__The request__
Rewrite the stretch of the material below from the line containing "A classifier flagged the ant front" through the end, keeping every line and offsetting each bounding-box coordinate in the answers by 146.

__Listed entries__
begin

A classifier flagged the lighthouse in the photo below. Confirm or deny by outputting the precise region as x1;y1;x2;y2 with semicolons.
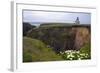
75;17;80;25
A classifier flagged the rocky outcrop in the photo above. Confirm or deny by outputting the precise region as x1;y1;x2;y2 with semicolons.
27;25;91;53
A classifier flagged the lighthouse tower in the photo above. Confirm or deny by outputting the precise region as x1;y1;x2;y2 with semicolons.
75;17;80;25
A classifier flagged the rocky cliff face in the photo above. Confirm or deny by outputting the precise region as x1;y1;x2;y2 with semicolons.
27;25;91;52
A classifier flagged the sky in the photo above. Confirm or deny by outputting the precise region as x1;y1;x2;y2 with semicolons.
23;10;91;25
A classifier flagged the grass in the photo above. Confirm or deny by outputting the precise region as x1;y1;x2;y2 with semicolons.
23;37;62;62
60;43;91;60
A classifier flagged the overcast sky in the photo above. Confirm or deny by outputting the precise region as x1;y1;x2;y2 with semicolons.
23;11;91;24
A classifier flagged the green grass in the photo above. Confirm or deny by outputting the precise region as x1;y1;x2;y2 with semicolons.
23;37;63;62
60;43;91;60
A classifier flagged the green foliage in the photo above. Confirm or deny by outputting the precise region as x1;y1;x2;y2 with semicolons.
23;37;62;62
60;43;91;60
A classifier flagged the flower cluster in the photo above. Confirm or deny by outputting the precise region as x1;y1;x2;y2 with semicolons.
60;50;89;60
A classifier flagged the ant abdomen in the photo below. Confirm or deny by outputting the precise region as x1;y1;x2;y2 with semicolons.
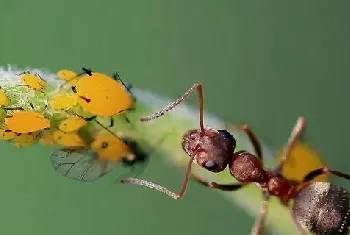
293;182;350;235
182;129;236;172
229;151;268;183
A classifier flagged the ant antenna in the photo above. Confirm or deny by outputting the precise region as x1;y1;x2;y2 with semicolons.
140;83;204;133
121;151;195;199
120;145;200;199
277;117;306;171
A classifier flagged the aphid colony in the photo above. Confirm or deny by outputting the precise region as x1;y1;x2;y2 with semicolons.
0;68;147;181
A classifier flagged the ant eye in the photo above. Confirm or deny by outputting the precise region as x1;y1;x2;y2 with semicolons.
218;130;236;148
218;130;233;140
204;161;216;170
122;157;136;166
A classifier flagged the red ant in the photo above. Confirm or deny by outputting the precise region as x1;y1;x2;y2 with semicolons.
121;83;350;235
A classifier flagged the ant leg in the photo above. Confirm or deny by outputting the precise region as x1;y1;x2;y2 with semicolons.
191;174;244;192
140;83;204;133
276;117;306;171
288;209;306;235
241;124;263;163
120;149;198;199
250;192;270;235
302;167;350;183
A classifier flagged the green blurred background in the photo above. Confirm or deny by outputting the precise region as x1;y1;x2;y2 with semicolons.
0;0;350;235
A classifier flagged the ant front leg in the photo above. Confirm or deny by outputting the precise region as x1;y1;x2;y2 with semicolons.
250;192;270;235
191;174;244;192
120;149;198;199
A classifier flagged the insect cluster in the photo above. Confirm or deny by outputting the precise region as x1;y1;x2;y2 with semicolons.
0;68;350;235
0;68;147;181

end

__Output of the task__
A classifier flagged the ant front leg in the photo above. Confirm or deny by outputting the precise region as x1;y1;x2;y2 with semicolons.
396;338;416;381
337;320;390;338
266;295;344;345
A classifier flagged the insect cluster in the photo above. Confirm or deny by outputting the precise region as x1;y1;x2;y2 with semicolons.
146;214;496;381
146;214;293;327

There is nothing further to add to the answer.